◆ RECORDS FOR THIS TASK ◆
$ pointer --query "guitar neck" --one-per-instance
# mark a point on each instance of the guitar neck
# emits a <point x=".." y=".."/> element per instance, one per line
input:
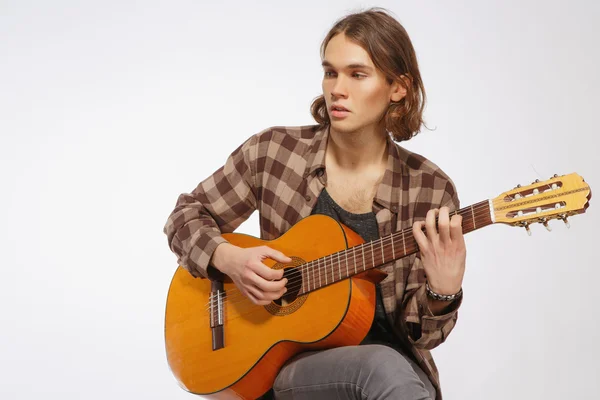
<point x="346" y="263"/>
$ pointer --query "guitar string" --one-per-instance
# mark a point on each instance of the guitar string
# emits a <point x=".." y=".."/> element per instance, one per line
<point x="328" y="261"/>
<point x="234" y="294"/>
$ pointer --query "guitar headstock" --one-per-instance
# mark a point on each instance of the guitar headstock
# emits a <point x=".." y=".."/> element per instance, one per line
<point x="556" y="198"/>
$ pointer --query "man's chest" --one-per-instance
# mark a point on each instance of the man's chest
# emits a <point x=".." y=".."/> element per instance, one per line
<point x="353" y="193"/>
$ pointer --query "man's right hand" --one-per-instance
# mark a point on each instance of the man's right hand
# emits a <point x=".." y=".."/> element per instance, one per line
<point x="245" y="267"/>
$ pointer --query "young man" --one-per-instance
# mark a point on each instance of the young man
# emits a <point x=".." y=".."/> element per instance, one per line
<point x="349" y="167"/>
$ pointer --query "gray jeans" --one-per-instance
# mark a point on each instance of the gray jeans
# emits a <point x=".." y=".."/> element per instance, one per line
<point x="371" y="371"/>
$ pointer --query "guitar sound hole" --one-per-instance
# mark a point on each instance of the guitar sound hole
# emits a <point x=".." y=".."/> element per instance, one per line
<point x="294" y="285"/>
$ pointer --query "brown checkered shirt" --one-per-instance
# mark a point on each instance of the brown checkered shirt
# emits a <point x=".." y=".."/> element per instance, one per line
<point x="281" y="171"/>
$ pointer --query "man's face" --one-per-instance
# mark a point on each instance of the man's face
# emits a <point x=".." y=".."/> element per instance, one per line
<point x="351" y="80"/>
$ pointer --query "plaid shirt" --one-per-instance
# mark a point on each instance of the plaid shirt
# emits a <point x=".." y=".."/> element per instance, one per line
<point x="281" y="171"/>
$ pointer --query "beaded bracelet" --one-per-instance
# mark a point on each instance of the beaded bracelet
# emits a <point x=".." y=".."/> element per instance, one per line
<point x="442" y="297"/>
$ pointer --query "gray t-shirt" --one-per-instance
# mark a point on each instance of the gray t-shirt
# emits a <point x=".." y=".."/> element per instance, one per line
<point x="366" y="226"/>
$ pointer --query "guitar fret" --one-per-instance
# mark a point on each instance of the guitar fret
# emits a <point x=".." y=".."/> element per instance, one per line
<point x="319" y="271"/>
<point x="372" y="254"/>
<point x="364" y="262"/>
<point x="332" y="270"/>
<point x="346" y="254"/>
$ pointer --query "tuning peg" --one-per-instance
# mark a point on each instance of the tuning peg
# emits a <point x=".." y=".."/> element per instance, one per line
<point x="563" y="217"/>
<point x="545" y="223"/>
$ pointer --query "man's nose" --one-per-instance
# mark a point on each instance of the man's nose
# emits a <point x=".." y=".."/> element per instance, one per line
---
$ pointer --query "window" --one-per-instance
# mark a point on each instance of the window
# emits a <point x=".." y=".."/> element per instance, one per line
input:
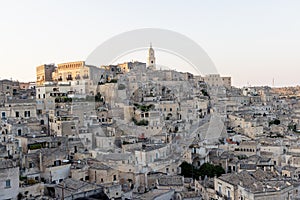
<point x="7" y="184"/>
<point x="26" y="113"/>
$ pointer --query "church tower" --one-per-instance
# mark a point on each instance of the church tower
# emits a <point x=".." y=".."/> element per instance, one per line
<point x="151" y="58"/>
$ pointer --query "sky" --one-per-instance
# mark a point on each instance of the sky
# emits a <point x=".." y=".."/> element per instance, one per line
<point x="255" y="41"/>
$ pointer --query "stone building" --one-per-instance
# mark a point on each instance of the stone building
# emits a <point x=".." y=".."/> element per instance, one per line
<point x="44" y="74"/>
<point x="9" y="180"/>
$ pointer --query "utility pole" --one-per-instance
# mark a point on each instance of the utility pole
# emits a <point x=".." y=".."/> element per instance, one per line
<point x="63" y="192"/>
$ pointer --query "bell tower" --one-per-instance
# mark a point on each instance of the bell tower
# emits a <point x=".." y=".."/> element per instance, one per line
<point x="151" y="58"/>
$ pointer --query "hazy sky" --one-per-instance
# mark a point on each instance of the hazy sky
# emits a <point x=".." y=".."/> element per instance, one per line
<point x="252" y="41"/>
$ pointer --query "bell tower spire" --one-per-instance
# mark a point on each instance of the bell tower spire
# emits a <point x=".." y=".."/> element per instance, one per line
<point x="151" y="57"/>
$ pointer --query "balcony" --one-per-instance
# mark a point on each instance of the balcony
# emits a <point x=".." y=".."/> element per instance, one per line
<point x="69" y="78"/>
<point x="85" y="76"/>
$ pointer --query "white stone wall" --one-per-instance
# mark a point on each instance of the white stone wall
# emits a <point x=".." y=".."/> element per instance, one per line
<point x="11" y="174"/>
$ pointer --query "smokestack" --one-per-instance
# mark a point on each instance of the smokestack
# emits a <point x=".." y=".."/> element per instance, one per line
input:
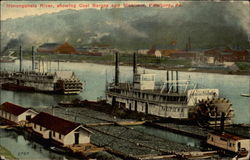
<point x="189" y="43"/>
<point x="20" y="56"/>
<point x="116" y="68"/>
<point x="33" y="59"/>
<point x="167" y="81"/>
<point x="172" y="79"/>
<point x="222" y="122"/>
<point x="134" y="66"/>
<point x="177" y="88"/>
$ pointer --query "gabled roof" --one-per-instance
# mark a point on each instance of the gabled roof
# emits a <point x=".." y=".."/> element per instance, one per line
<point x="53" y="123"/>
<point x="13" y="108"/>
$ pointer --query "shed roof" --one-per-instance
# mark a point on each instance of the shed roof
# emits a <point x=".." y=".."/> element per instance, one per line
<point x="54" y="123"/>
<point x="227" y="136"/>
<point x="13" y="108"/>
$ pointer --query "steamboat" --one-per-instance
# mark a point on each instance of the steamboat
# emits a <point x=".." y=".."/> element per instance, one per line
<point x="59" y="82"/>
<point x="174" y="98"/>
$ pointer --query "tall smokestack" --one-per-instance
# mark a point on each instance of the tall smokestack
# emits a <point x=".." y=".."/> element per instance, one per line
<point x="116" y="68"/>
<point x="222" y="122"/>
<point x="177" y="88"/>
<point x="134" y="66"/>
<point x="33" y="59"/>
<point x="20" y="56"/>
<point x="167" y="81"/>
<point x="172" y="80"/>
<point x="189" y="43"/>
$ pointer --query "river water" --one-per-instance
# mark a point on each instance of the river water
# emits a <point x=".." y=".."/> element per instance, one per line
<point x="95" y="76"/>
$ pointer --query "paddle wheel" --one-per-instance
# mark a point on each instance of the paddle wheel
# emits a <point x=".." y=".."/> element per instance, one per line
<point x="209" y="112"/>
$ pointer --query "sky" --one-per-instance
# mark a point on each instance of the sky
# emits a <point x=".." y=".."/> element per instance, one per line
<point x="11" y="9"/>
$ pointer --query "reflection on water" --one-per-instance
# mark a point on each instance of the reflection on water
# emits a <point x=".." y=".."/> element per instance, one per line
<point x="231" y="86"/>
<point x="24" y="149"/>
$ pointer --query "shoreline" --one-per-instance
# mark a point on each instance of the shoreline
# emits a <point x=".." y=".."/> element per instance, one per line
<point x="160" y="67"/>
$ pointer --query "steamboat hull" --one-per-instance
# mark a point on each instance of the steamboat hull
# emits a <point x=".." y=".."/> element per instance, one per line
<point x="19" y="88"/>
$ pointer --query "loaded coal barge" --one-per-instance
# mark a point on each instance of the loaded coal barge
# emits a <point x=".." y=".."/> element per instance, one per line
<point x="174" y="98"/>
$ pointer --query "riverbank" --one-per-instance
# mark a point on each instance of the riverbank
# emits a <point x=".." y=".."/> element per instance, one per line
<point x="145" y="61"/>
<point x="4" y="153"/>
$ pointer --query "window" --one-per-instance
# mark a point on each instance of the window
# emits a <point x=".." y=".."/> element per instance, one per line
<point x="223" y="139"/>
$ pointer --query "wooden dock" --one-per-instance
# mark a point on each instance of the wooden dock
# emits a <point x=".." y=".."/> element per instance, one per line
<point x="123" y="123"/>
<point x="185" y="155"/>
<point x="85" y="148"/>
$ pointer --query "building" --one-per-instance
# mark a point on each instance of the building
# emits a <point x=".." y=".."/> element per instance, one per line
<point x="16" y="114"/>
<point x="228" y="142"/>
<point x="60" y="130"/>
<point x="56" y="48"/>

◆ STATED EXERCISE ◆
Locate every line of the records above that contains the word "chest", and copy each of those lines.

◆ THE OUTPUT ◆
$ pointer --query "man's chest" --one-per-instance
# mark a point on each instance of the man's chest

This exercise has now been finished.